You need look no further for evidence than the different way politicians are talking about government health insurance. Fifteen years ago, any mention of single-payer health care was practically taboo; although the idea is still treated with contempt by establishment commentators and hand-flapping hysteria by Republicans, it has nonetheless become part of the discussion. It isn't surprising that a vanity candidate like Dennis Kucinich (and yes, that's what he is) feels free to advocate single-payer. But now both Hillary Clinton and John Edwards include in their plans a public component modeled on Medicare but open to anyone. Edwards' Web site even states, "Over time, the system may evolve toward a single-payer approach if individuals and businesses prefer the public plan."
Neither one of them would be proposing a government insurance component if doing so would invite electoral catastrophe. They seem to be on reasonably safe ground; when a CNN poll in May asked respondents, "Do you think the government should provide a national health insurance program for all Americans, even if this would require higher taxes?", 64 percent said yes, a figure that can only terrify the executives at America's fine health insurance companies.
A Democratic presidency that begins in 2009 could ultimately resemble Franklin D. Roosevelt's election in 1932, when, after a dramatic Republican failure that resulted in wholesale public rejection of conservative ideas, a Democrat took the White House and produced a progressive transformation that defined politics for the next half-century. On the other hand, the next Democratic presidency could be more like Jimmy Carter's -- a brief interregnum following Republican disgrace that was largely a failure and preceded multiple Republican Oval Office terms and a resurgence of conservatism.

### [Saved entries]

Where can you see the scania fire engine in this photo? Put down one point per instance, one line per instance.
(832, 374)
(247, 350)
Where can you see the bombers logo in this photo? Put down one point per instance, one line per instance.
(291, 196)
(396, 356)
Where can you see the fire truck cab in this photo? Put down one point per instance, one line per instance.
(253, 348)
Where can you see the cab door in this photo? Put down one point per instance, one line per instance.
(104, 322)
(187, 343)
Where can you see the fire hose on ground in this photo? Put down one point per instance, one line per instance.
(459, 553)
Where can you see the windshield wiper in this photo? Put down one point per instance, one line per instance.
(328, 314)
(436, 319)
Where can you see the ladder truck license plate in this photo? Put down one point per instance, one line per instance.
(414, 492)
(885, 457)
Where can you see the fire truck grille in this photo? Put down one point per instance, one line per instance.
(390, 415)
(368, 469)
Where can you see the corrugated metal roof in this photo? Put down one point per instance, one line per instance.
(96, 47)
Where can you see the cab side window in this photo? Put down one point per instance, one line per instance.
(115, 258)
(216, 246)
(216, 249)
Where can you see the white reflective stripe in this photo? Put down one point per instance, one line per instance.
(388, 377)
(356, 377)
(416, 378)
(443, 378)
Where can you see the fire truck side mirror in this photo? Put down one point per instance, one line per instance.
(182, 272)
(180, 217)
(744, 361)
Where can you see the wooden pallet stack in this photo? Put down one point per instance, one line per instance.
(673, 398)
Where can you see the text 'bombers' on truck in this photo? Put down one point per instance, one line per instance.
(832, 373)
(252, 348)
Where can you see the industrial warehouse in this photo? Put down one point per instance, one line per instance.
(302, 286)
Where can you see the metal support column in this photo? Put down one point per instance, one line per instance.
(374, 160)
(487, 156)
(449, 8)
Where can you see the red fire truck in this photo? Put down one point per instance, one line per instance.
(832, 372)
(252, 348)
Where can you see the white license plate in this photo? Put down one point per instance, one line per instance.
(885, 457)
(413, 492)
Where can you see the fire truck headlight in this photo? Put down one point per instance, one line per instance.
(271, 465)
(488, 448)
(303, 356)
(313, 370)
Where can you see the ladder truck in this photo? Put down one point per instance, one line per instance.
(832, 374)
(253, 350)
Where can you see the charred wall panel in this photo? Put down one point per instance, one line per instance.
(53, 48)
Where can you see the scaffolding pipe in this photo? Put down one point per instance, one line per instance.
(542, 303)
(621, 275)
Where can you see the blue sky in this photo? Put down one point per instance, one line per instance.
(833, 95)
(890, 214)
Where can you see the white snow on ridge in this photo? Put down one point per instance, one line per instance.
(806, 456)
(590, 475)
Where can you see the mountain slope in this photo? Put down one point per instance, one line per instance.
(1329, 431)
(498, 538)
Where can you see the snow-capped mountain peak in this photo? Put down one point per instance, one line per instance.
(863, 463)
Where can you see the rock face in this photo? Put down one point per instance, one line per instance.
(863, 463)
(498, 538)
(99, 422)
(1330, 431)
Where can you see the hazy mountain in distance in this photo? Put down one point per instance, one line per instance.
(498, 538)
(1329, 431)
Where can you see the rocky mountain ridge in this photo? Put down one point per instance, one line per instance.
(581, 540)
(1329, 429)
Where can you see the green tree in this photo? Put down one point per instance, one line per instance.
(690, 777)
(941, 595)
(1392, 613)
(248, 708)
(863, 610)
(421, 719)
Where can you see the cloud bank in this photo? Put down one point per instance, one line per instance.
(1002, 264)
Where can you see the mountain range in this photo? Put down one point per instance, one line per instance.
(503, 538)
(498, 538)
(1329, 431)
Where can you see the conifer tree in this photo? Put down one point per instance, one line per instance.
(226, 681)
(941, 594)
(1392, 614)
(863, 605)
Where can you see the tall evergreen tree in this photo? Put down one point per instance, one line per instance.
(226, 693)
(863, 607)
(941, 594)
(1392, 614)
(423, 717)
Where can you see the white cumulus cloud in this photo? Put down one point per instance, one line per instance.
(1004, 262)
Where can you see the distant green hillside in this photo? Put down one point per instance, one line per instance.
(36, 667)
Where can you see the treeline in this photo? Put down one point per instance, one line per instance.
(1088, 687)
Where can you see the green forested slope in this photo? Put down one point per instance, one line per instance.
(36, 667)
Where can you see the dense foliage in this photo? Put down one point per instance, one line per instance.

### [Questions on the material]
(a) Answer these questions about the passage on health insurance politics, marking each answer to match:
(i) Which two candidates include in their plans a public component modeled on Medicare but open to anyone?
(ii) What percentage of respondents said yes to the CNN poll question in May?
(iii) Whose presidency does the passage describe as a brief interregnum following Republican disgrace?
(b) Can you extend the passage on health insurance politics, picking up after its final sentence?

### [Answers to each task]
(a)
(i) Hillary Clinton and John Edwards
(ii) 64 percent
(iii) Jimmy Carter's

(b)
Obviously, a thousand different factors will influence the outcome of the next presidency. But we're approaching a consensus that health care will be one of the key domestic issues on which that presidency will be judged. The real lesson of 1993 is that the substance of any Democratic plan will have almost no impact on the political challenge it faces; no matter what the plan attempts to do, the industry/GOP alliance will fight it with the fury of a cornered animal. The question -- and what Democratic voters have not only the right but the obligation to ask of their candidates -- is how they intend to beat that alliance.
And we may have the beginnings of a real debate. Edwards has criticized Clinton for attempting to compromise with insurance companies, promising a more confrontational approach. Barack Obama, on the other hand, says the key to successful reform is "bringing people together in a way that builds consensus." But just as with the health-care plans themselves, the devil of political strategy is in the details. Just what kind of confrontation is Edwards proposing? What does Obama mean by consensus, and what will he do when the insurance companies launch a campaign against his plan despite his efforts to bring everyone together? How will Clinton respond when the next round of misleading "Harry and Louise" ads start blanketing the airwaves? Let's hear from them.